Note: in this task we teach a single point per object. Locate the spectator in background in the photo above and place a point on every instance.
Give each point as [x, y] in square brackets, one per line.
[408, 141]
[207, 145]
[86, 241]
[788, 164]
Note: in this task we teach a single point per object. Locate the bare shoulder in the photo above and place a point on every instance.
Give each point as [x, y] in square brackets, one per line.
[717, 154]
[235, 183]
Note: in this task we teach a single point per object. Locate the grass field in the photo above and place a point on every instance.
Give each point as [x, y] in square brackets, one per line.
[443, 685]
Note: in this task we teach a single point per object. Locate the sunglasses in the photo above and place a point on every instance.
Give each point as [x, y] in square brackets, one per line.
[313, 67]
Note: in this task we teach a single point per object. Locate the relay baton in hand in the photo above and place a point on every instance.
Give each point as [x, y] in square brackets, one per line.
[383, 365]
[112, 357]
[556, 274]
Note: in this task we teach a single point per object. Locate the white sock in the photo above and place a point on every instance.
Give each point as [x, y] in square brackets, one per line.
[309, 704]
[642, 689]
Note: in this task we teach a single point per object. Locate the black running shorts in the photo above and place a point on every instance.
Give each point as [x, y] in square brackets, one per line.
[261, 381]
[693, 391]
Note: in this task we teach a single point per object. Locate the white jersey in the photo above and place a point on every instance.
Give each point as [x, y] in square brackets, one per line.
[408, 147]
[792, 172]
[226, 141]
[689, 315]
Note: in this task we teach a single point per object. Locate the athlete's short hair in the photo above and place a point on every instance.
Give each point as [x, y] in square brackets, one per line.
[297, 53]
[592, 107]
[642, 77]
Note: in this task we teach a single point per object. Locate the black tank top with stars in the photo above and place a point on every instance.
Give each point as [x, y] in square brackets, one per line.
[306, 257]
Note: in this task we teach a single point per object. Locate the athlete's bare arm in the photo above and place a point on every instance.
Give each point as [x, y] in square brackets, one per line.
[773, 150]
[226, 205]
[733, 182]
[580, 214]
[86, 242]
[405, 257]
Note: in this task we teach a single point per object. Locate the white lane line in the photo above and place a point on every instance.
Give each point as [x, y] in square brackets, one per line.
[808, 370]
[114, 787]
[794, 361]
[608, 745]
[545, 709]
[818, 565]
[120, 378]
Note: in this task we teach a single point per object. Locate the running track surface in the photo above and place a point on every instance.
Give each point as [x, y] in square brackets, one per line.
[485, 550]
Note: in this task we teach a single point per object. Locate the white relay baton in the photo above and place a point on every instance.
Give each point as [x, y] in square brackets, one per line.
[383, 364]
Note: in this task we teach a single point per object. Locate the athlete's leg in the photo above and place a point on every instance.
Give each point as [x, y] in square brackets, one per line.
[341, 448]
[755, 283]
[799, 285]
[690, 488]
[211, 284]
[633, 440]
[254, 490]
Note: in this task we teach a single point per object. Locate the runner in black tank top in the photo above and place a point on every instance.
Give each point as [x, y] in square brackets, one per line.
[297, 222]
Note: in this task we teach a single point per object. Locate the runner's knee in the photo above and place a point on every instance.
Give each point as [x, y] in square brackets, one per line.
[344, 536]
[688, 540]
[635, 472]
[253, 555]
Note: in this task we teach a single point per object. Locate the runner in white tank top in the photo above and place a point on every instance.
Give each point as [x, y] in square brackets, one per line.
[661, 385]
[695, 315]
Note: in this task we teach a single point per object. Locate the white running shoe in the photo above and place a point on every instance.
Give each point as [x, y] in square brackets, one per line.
◇ ◇ ◇
What you will do: A faithful transcription of all the material is what this exercise calls for.

Exercise response:
Note: in this task we teach a single point per object. Locate the spectator in background in the photo above and place a point on every instance.
Give each point as [x, y] in square brackets, one per line.
[408, 141]
[207, 145]
[86, 241]
[788, 164]
Note: in this task we teach a single point per object. Locate the bare shoulder in the photo above and place a point on every instance.
Give each point as [x, y] in square brackets, one per line.
[717, 154]
[235, 183]
Note: in this task we teach a single point per object. Locate the grass field in the photo above and place a point on every instance.
Give each point as [x, y] in square brackets, one per line.
[443, 685]
Note: in this task we teach a single point per object. Locate the sunglasses in the photo above and place a point on every instance.
Give each point as [x, y] in square brackets, one per line.
[313, 67]
Note: in this task we teach a single point per object. Locate the relay baton in hand in the photo above and place a point on every instance.
Give each point as [x, y] in square brackets, one per line.
[383, 365]
[112, 357]
[556, 274]
Note: in this task we teach a single point per object. Locate the white sock in the photo above and place a point on every instance.
Give each point as [x, y] in square brackets, one per line.
[309, 704]
[642, 689]
Note: in this task we teach a single point per object. Locate the black running shorts in the photo above and place a point on every instance.
Give each point as [x, y] in square brackets, one per line.
[261, 381]
[693, 391]
Note: in this task we teach a single point per object. Locate the white jersey in the photo above and place a point on every instance.
Give each point as [x, y] in square brackets, one per line.
[408, 147]
[792, 172]
[226, 141]
[689, 315]
Note: in this task we teach a single point per object. Locate the athlete's short hair in the photo above and place a point on every instance.
Give each point as [x, y] in square brackets, one per line.
[297, 53]
[592, 107]
[642, 77]
Note: in this task we teach a single point per object. Locate the black tank top with stars in the photo above and place a point on every instance.
Give each point as [x, y] in square brackets, one per line.
[306, 257]
Note: in this task we teach a single point per object. Locate the athlete's bare arm in the photo above and place a point on every instance.
Give each point as [x, y] in square brackets, one per line.
[773, 150]
[226, 205]
[733, 182]
[580, 214]
[86, 242]
[405, 257]
Note: in this task we teach a single point per object. Locate the white lane line in the photo above and place a point on every instance.
Give each point as [x, y] in square brackets, one per line.
[808, 370]
[114, 787]
[794, 361]
[608, 745]
[545, 709]
[818, 565]
[120, 378]
Note: in this task we teach a single point per object. Locate the running track surface in the photo above and place a point on every instance.
Give each point as [x, y] in square brackets, one per line.
[485, 550]
Note: in this task we teach a single point per object. Locate the white relay baton in the photo above and place a point on every instance.
Give each point as [x, y] in square brackets, one per line.
[383, 364]
Note: in this task we teach a single point per object. Locate the athlete's leg in the photo above and place a point on every instance.
Give each point as [x, y] in square brackets, one per line.
[341, 448]
[755, 283]
[799, 285]
[690, 488]
[211, 284]
[633, 440]
[254, 490]
Note: in this task we teach a single point per object. Locate the runner in black tank top in the photo above and place a point on every instance.
Give each point as [x, y] in square brackets, one per line.
[297, 222]
Note: in this task we teach a single point per object. Locate the runner's knee in the photo above and place a point on every instance.
Give each point as [x, y] in square brackets, one per line.
[344, 536]
[688, 540]
[635, 472]
[253, 555]
Note: in this task we teach a single point per object. Locate the runner in white tank top in the photo above and place a point on every instance.
Give each point as [x, y] in square brackets, one per line.
[661, 385]
[695, 315]
Note: in this task we teach a single point per object. Locate the white running shoe in the photo above and place a point on every instance.
Give each point as [x, y] in square brackets, one per line.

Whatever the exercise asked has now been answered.